» **Document excerpt**:
* begin *

I have a Logitech Marble Mouse.


----------



## lilEmber (Oct 18, 2008)

Xenofur said:


> Size comparison:
> 
> 
> 
> ...



Right... Yea a few millimeters looking at that image, go by the shell. Not that large of a deal.

Also, there's two things we can do to solve that issue. Either you stop caring about what's on the internet OR... I can do what you want and annoy someone else for doing that.


----------



## Ainoko (Oct 18, 2008)

I am using a Microsoft optical mouse on my "old" desktop PC, an HP optical mouse on my Dell Latidude Notebook, and a Dell optical mouse on my "new" Dell Inspiron Desktop PC.


----------



## eternal_flare (Oct 18, 2008)

Some microsoft random mouse, bc it happens to be in my room.


----------



## Skittle (Oct 18, 2008)

Picture of muh mouse!
http://manufacturer.com/trade/i11006613-Real+Scorpion+Computer+Mouse.html
Only the top is a clear blue, my scorpion is brown and the LED changes colors and flashes and all.

* end *

» **Given records**:
* begin *

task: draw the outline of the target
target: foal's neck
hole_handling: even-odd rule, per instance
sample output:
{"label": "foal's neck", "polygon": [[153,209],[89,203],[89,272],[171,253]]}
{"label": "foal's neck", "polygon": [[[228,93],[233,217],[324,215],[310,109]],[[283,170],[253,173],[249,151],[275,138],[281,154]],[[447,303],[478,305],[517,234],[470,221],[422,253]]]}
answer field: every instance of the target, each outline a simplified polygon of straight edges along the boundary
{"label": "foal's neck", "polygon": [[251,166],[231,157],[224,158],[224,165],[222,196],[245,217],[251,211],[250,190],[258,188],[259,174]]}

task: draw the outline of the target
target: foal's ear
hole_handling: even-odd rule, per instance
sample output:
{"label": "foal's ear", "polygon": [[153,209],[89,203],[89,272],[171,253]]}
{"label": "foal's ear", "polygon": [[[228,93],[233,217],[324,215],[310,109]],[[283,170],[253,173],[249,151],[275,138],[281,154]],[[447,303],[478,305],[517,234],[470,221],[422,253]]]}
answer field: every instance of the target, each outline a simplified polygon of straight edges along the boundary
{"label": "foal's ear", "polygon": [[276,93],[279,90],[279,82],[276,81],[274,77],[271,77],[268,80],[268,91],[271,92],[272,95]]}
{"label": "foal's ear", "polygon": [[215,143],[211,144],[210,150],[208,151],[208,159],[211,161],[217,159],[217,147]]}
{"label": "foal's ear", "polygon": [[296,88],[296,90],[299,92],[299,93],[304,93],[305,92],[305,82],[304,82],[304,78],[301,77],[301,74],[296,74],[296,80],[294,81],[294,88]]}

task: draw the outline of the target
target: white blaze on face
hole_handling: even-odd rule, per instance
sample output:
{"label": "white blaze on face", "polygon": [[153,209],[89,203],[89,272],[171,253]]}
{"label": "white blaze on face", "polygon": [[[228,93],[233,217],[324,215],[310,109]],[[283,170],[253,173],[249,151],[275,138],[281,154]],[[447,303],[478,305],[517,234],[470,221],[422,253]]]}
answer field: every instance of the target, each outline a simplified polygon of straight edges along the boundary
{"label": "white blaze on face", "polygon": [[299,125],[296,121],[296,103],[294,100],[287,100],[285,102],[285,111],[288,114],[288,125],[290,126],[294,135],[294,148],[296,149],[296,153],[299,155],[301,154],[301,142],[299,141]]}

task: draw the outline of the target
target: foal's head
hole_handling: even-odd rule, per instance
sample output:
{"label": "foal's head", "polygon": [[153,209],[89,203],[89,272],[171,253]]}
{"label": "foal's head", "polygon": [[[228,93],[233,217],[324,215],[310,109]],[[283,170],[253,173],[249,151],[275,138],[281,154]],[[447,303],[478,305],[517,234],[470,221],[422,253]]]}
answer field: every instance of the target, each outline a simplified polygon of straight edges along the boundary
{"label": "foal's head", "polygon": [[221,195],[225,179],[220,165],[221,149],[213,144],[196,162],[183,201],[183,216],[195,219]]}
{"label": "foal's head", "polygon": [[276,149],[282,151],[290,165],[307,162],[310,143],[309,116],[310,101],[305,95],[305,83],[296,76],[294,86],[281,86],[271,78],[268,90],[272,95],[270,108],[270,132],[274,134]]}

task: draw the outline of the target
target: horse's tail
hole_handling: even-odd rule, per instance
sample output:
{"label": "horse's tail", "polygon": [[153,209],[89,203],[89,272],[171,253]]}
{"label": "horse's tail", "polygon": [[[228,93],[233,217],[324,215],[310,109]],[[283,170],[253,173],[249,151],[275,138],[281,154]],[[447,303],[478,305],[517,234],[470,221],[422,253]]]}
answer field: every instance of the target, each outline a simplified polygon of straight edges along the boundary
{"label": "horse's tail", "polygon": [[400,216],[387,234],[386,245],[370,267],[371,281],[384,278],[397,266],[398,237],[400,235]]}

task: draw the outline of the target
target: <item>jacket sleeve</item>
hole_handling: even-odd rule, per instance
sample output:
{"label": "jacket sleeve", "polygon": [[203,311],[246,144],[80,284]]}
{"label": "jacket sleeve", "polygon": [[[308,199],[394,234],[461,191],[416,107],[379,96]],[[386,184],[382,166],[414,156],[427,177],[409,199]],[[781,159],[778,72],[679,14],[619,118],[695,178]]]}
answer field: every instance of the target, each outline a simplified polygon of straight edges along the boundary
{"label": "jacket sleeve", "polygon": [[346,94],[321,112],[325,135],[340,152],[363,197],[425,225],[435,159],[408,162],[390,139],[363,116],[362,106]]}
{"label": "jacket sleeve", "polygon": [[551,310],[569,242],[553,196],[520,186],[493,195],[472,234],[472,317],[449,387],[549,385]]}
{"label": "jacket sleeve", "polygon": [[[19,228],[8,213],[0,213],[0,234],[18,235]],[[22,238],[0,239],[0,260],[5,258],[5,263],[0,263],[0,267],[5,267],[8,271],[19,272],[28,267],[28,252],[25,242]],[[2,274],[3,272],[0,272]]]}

* end *

» **What to do**:
1. Copy the forum thread about computer mice word for word, from "## Ainoko (Oct" to "in my room.".
2. In the forum thread about computer mice, what color is Skittle's scorpion?
3. Carry on the forum thread about computer mice from the point where it stops.
The records have nothing to do with the forum thread about computer mice.

» **Results for the exercise**:
1.
## Ainoko (Oct 18, 2008)

I am using a Microsoft optical mouse on my "old" desktop PC, an HP optical mouse on my Dell Latidude Notebook, and a Dell optical mouse on my "new" Dell Inspiron Desktop PC.


----------



## eternal_flare (Oct 18, 2008)

Some microsoft random mouse, bc it happens to be in my room.

2. Brown.

3.
----------



## pheonix (Oct 18, 2008)

I use my shitty ass laptop touch pad, I hate the fucking thing.


----------



## Runefox (Oct 18, 2008)

Been using Logitech mice for a while. Had an MX510 for a few years, then switched over to the G9 about six months ago. Difficult to get used to at first, but it's a much nicer mouse overall. I'd have rathered the G5's design, but it just doesn't offer the features (MicroGear, swappable grips, etc).

I don't see why people are so into Razer, though.


----------



## Yoshistar (Oct 18, 2008)

pheonix said:


> I use my shitty ass laptop touch pad, I hate the fucking thing.



Heh, I know how you feel... XD

Fortunately, my laptop's touchpad somehow broke internally... so I had no choice but to replace it.  The most affordable one available at the time was a Microsoft Comfort Optical Mouse 3000.  I considered it, though eventually bought the thing upon learning that it had USB support (the lappy lacked a PS2 port).  It's surprisingly comfortable, and the scroll wheel doesn't make "clicking" noises when I roll it...

_Un_fortunately, the craptop finally gave up the ghost, so for now the mouse is in storage.  I'd use it for my desktop PC, but mom uses that one more than I... and the GE optical mouse it has isn't in the best condition, from being used so much... ick... +_+;


----------



## C. Lupus (Oct 19, 2008)

Razer Deathadder. The best mouse I have try'd.


----------



## harry2110 (Oct 19, 2008)

C. Lupus said:


> Razer Deathadder. The best mouse I have try'd.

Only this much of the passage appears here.